It is not singularly the natural geology of Cape Town that is unchanged since Mark Twain arrived in this port city in 1896, on the final leg of a global lecture tour begrudgingly organised to pay off his debtors at home. Writing in his travelogue Following the Equator (1897), Twain’s paragraph-length tour of Cape Town tumbles down from the “majestic pile” that is Table Mountain towards the manmade city below. It is a place characterised by colonial fortifications, political obscurity (“they quarrelled,” he writes of parliamentarians; they still do today) and domestic privilege. White Cape Town, with it “sea-girt drives that wind about the mountains”, is enchanting, a kind of “paradise” as Twain put in lazy journalese. But Cape Town is also—and here I borrow from another American, Thomas Pynchon, a caustic visionary writing exactly a century after Twain—“a town with a precarious Hold upon the Continent, planted upon another World”. Foreign opinion has long mattered to Capetonians, especially white Capetonians, who Pynchon, in his historical novel Mason & Dixon (1997), paints as a dowdy bunch, “facing an unknown Interior with the sea at their backs”. When, early in 2014, the New York Times voted Cape Town its number one place (out of 52) to go in that year, the city celebrated. It was finally shaking off its dreary image. For boosters of Cape Town’s tenure as World Design Capital (WDC), a city-branding accolade administered by a Montreal-based advocacy group promoting industrial design, the imperious New York nod served as a pre-emptive vindication of the city’s cool status. But then 2014 actually happened. One awkward moment summed up, at least for me, Cape Town’s misdirected attempt to brand itself as the creative capital of things middle class. In July, a group of design-interested professionals affiliated with the annual Open Design Festival, hosted a press junket. It kicked-off in the Barrack Street HQ of the WDC project team where a man in his mid-thirties, an architect and enthusiastic local champion of design, introduced the day’s programme.

Items drawn from a data source
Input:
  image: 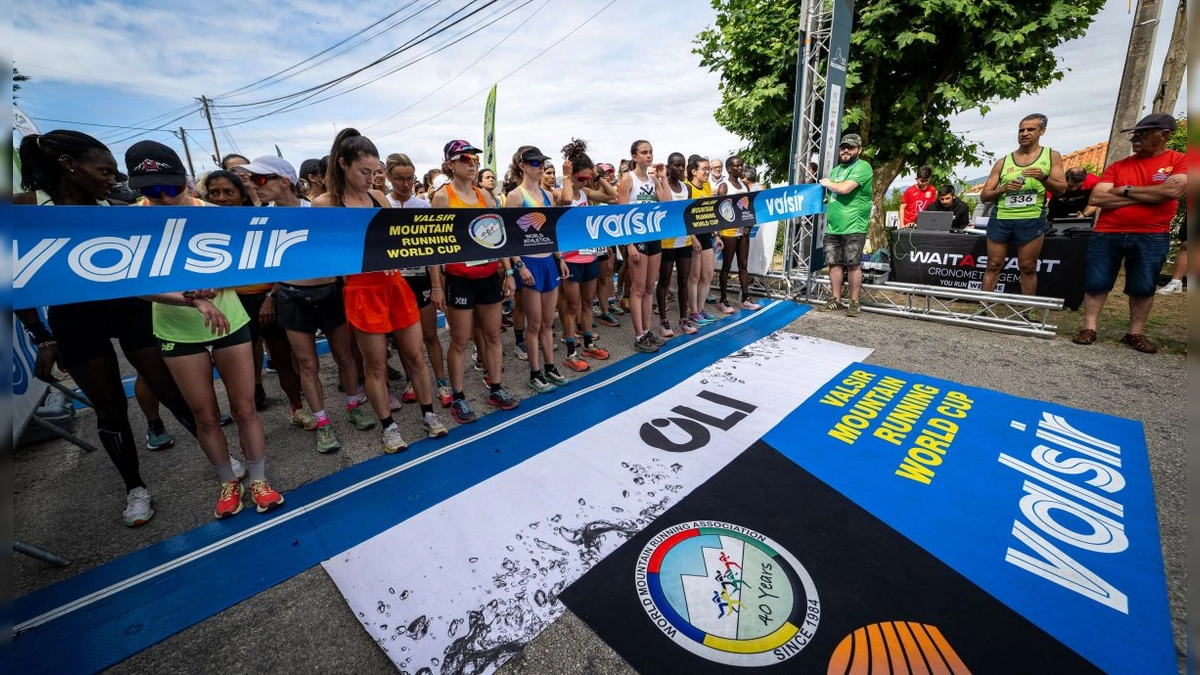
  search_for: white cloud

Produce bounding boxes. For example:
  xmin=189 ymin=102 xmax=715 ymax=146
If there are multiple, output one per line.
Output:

* [Requirements]:
a – Answer these questions using the text on Cape Town:
(i) In what year did Mark Twain arrive in Cape Town?
(ii) What ranking did the New York Times give Cape Town early in 2014?
(iii) In which month did the professionals affiliated with the Open Design Festival host a press junket?
b – Rename "bounding boxes" to "rectangles" throughout the listing above, then give the listing again with nothing else changed and the pictures left out.

* [Responses to the tasks]:
a –
(i) 1896
(ii) Number one, out of 52
(iii) July

b –
Input:
  image: 
  search_for: white cloud

Produce rectangles. For example:
  xmin=189 ymin=102 xmax=715 ymax=146
If there are multiple, output one per line.
Output:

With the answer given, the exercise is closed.